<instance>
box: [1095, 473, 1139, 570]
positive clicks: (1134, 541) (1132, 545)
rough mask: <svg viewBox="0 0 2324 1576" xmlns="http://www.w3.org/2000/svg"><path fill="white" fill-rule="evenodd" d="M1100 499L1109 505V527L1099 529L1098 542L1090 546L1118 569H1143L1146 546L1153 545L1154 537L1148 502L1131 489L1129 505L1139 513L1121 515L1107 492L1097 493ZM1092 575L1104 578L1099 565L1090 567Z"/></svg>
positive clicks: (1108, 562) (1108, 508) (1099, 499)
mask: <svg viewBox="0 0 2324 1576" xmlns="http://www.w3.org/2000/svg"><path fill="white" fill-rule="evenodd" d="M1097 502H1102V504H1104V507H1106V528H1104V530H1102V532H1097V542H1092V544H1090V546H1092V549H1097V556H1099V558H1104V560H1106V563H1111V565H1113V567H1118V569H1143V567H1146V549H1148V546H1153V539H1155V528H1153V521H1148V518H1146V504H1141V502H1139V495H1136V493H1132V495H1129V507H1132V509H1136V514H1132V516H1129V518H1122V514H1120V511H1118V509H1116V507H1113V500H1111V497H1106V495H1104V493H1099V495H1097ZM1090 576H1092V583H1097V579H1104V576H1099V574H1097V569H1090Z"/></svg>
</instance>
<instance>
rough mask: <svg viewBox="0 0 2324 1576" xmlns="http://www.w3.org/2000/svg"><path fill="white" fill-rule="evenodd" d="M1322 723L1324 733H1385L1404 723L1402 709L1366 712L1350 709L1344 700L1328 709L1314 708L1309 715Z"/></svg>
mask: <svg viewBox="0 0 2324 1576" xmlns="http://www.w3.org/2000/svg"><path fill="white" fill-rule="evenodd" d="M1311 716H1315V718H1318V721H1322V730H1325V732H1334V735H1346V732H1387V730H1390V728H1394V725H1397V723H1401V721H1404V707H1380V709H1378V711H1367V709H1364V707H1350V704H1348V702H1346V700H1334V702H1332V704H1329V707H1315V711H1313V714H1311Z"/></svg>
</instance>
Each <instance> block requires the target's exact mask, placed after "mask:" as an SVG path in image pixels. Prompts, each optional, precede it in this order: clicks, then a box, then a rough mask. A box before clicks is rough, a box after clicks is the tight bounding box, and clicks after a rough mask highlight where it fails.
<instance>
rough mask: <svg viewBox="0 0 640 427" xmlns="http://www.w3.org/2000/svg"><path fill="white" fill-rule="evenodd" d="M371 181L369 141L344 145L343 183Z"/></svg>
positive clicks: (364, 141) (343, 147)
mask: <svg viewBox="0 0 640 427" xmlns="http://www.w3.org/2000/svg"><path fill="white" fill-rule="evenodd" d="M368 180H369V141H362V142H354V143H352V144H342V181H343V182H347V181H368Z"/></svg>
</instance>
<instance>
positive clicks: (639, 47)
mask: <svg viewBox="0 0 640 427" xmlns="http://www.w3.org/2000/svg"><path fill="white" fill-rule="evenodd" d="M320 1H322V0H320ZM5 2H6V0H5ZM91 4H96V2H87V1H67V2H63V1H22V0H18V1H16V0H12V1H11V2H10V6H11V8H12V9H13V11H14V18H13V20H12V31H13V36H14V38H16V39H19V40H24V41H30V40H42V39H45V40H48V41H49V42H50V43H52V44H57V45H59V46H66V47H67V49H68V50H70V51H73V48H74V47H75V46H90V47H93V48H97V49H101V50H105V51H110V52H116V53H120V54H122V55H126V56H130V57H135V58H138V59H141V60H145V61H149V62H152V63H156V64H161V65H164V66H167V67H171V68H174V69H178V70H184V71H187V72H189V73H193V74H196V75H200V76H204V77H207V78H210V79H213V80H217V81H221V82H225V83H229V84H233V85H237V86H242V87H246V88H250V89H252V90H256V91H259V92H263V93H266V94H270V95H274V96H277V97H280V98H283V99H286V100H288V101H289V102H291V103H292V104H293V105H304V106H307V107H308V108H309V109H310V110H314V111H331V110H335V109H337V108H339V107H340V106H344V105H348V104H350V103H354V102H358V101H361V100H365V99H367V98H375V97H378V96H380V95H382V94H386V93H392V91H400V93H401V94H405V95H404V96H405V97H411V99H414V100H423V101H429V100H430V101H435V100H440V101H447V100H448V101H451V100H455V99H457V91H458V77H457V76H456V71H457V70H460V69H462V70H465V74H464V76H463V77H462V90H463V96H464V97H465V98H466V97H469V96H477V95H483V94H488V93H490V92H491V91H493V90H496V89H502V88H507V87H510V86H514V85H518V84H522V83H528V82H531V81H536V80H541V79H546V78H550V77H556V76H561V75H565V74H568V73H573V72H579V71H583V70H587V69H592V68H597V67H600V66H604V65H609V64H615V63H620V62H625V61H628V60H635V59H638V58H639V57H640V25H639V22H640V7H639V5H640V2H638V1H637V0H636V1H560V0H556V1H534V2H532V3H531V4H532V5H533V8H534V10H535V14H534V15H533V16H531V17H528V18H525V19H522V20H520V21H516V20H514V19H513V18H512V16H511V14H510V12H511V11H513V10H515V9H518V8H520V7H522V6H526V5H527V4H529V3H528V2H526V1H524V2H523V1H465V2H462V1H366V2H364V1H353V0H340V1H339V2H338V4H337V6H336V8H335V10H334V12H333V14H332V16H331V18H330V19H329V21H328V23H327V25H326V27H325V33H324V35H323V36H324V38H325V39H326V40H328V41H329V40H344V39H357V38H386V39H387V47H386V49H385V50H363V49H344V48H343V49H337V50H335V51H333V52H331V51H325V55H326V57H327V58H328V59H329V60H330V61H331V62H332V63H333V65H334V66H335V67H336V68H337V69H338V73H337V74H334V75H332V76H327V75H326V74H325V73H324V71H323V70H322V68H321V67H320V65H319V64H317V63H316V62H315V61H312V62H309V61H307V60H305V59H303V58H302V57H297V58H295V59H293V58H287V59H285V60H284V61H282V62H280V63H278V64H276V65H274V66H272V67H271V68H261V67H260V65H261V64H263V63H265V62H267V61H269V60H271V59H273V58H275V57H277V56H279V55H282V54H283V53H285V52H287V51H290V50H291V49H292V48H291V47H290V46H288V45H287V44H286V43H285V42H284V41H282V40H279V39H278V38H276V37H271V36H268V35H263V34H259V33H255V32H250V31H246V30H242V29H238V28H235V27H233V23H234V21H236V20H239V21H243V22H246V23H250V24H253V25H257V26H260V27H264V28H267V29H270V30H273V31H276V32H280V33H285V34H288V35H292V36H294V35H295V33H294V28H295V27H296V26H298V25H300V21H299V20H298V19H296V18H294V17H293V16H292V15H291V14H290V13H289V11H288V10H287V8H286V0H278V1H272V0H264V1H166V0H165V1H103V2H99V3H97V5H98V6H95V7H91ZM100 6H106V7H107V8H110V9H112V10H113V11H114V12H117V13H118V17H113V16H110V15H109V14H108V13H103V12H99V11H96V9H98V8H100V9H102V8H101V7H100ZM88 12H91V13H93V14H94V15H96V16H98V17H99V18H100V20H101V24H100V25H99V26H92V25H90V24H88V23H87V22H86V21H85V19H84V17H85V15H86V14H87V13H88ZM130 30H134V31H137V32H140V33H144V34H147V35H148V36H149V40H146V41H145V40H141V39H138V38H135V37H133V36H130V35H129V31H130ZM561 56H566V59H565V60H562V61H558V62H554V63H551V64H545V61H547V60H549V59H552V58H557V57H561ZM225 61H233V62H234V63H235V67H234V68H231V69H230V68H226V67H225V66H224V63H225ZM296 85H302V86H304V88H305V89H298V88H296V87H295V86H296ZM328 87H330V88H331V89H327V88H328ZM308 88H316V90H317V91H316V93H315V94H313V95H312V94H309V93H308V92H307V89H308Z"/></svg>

§ **WHAT YOU SHOULD DO**
Print every entry exactly as it appears.

§ **TASK ANSWER**
<instance>
box: [1095, 473, 1139, 570]
positive clicks: (1134, 541) (1132, 545)
rough mask: <svg viewBox="0 0 2324 1576" xmlns="http://www.w3.org/2000/svg"><path fill="white" fill-rule="evenodd" d="M1100 499L1109 505V527L1099 529L1098 542L1090 546L1118 569H1143L1146 546L1153 545L1154 537L1148 502L1131 489L1129 505L1139 513L1121 515L1107 492L1097 493ZM1092 575L1104 578L1099 565L1090 567Z"/></svg>
positive clicks: (1108, 562) (1108, 508) (1099, 499)
mask: <svg viewBox="0 0 2324 1576" xmlns="http://www.w3.org/2000/svg"><path fill="white" fill-rule="evenodd" d="M1097 502H1102V504H1104V507H1106V528H1104V530H1102V532H1097V542H1092V544H1090V546H1092V549H1097V556H1099V558H1104V560H1106V563H1111V565H1113V567H1118V569H1143V567H1146V549H1148V546H1153V539H1155V528H1153V521H1148V518H1146V504H1141V502H1139V495H1136V493H1132V495H1129V507H1132V509H1136V514H1132V516H1129V518H1122V514H1120V511H1118V509H1116V507H1113V500H1111V497H1106V495H1104V493H1099V495H1097ZM1090 576H1092V583H1097V579H1104V576H1099V574H1097V569H1090Z"/></svg>
</instance>
<instance>
rough mask: <svg viewBox="0 0 2324 1576" xmlns="http://www.w3.org/2000/svg"><path fill="white" fill-rule="evenodd" d="M1322 723L1324 733H1385L1404 723L1402 709L1366 712L1350 709L1344 700L1328 709L1314 708L1309 715Z"/></svg>
mask: <svg viewBox="0 0 2324 1576" xmlns="http://www.w3.org/2000/svg"><path fill="white" fill-rule="evenodd" d="M1311 716H1315V718H1318V721H1322V730H1325V732H1334V735H1346V732H1387V730H1390V728H1394V725H1397V723H1401V721H1404V707H1380V709H1378V711H1367V709H1364V707H1350V704H1348V702H1346V700H1334V702H1332V704H1329V707H1315V711H1313V714H1311Z"/></svg>
</instance>
Each <instance> block requires the target's exact mask, placed after "mask:" as an SVG path in image pixels. Prompts, each optional, precede it in this order: clicks, then a box, then a rough mask. A box before clicks is rough, a box after clicks is the tight bounding box, and clicks after a rough mask highlight where it fails.
<instance>
rough mask: <svg viewBox="0 0 640 427" xmlns="http://www.w3.org/2000/svg"><path fill="white" fill-rule="evenodd" d="M371 181L369 141L344 145L343 183Z"/></svg>
positive clicks: (364, 141) (343, 147)
mask: <svg viewBox="0 0 640 427" xmlns="http://www.w3.org/2000/svg"><path fill="white" fill-rule="evenodd" d="M368 180H369V141H362V142H354V143H352V144H342V181H343V182H347V181H368Z"/></svg>
</instance>
<instance>
positive clicks: (639, 47)
mask: <svg viewBox="0 0 640 427" xmlns="http://www.w3.org/2000/svg"><path fill="white" fill-rule="evenodd" d="M320 1H322V0H320ZM5 2H6V0H5ZM91 4H96V2H87V1H67V2H63V1H22V0H18V1H16V0H12V1H11V2H10V6H11V8H12V9H13V11H14V18H13V20H12V31H13V36H14V38H16V39H19V40H24V41H30V40H42V39H45V40H48V41H49V42H50V43H52V44H57V45H59V46H66V47H67V49H68V50H70V51H73V48H74V47H75V46H90V47H93V48H97V49H101V50H105V51H110V52H116V53H120V54H122V55H126V56H130V57H135V58H138V59H141V60H145V61H149V62H152V63H156V64H161V65H164V66H167V67H171V68H174V69H178V70H184V71H187V72H189V73H193V74H196V75H200V76H204V77H207V78H210V79H213V80H217V81H221V82H225V83H229V84H233V85H237V86H242V87H246V88H250V89H252V90H256V91H259V92H263V93H266V94H270V95H274V96H277V97H280V98H283V99H286V100H288V101H289V102H291V103H292V104H293V105H304V106H307V107H308V108H309V109H310V110H314V111H331V110H335V109H337V108H339V107H340V106H344V105H348V104H350V103H354V102H358V101H361V100H365V99H367V98H375V97H378V96H380V95H382V94H386V93H392V91H400V93H401V94H405V95H404V96H405V97H411V99H414V100H423V101H429V100H430V101H435V100H440V101H447V100H448V101H451V100H455V99H457V91H458V77H457V76H456V71H457V70H460V69H462V70H465V74H464V76H463V77H462V90H463V96H464V97H465V98H466V97H469V96H477V95H483V94H488V93H490V92H491V91H493V90H496V89H502V88H507V87H510V86H514V85H518V84H522V83H528V82H531V81H536V80H541V79H546V78H550V77H556V76H561V75H565V74H568V73H573V72H579V71H583V70H587V69H592V68H597V67H600V66H604V65H609V64H615V63H620V62H625V61H628V60H635V59H638V58H639V57H640V25H639V22H640V7H639V5H640V2H638V1H637V0H636V1H560V0H556V1H534V2H532V3H531V4H532V5H533V8H534V10H535V14H534V15H533V16H531V17H528V18H525V19H522V20H520V21H516V20H514V19H513V18H512V16H511V14H510V12H511V11H513V10H515V9H518V8H520V7H522V6H526V5H527V4H529V3H528V2H526V1H524V2H523V1H465V2H462V1H366V2H364V1H353V0H340V1H339V2H338V4H337V6H336V8H335V10H334V12H333V14H332V16H331V18H330V19H329V21H328V23H327V25H326V27H325V33H324V35H323V36H324V38H325V39H326V40H328V41H329V40H344V39H357V38H386V39H387V47H386V49H385V50H363V49H344V48H343V49H337V50H335V51H333V52H331V51H325V55H326V57H327V58H328V59H329V60H330V61H331V62H332V63H333V65H334V66H335V67H336V68H337V69H338V73H337V74H334V75H332V76H327V75H326V74H325V73H324V71H323V70H322V68H321V67H320V65H319V64H317V63H316V62H315V61H312V62H309V61H307V60H305V59H303V58H302V57H297V58H295V59H293V58H287V59H285V60H284V61H282V62H280V63H278V64H276V65H274V66H272V67H271V68H261V67H260V65H261V64H263V63H265V62H267V61H269V60H271V59H273V58H275V57H277V56H279V55H282V54H283V53H285V52H287V51H290V50H291V49H292V48H291V47H290V46H288V45H287V44H286V43H285V42H284V41H282V40H279V39H278V38H276V37H271V36H268V35H263V34H259V33H255V32H250V31H246V30H242V29H238V28H235V27H233V23H234V21H236V20H239V21H243V22H246V23H250V24H253V25H257V26H260V27H264V28H267V29H270V30H273V31H276V32H280V33H285V34H288V35H292V36H294V35H295V33H294V28H295V27H296V26H298V25H300V21H299V20H298V19H296V18H294V17H293V16H292V15H291V14H290V13H289V11H288V10H287V8H286V0H278V1H272V0H264V1H166V0H165V1H103V2H99V3H97V5H98V6H95V7H91ZM100 6H106V7H107V8H110V9H112V10H113V11H114V12H117V13H118V17H113V16H110V15H109V14H108V13H103V12H99V11H96V9H98V8H100V9H102V8H101V7H100ZM88 12H91V13H93V14H94V15H96V16H98V17H99V18H100V20H101V24H100V25H99V26H92V25H90V24H88V23H87V22H86V21H85V19H84V17H85V15H86V14H87V13H88ZM130 30H134V31H137V32H140V33H144V34H147V35H148V36H149V40H146V41H145V40H141V39H138V38H135V37H133V36H130V35H129V31H130ZM561 56H566V59H565V60H562V61H558V62H554V63H551V64H545V61H547V60H549V59H552V58H557V57H561ZM225 61H233V62H234V63H235V67H234V68H231V69H230V68H226V67H225V66H224V63H225ZM296 85H302V86H304V88H305V89H298V88H296V87H295V86H296ZM328 87H330V88H331V89H327V88H328ZM308 88H316V90H317V91H316V93H315V94H313V95H312V94H309V93H308V92H307V89H308Z"/></svg>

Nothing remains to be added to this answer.